- _Short exercise_:
Set down every row below word for word, leaving out the pictures.
— Start of Records supplied —
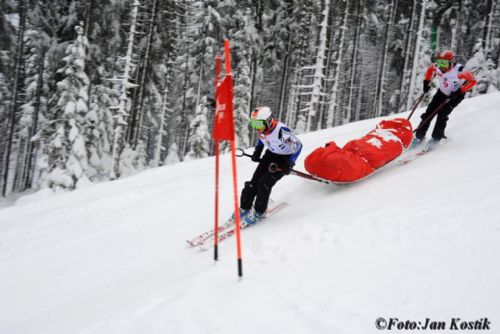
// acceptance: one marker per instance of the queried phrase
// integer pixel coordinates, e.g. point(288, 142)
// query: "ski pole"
point(429, 118)
point(241, 153)
point(273, 168)
point(416, 105)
— End of Records supplied —
- _Answer to this task_:
// acceptance: one marker per instance of the queried phrase
// integer pixel coordinates, e.g. point(288, 142)
// query: "ski pole"
point(429, 118)
point(241, 153)
point(273, 168)
point(416, 105)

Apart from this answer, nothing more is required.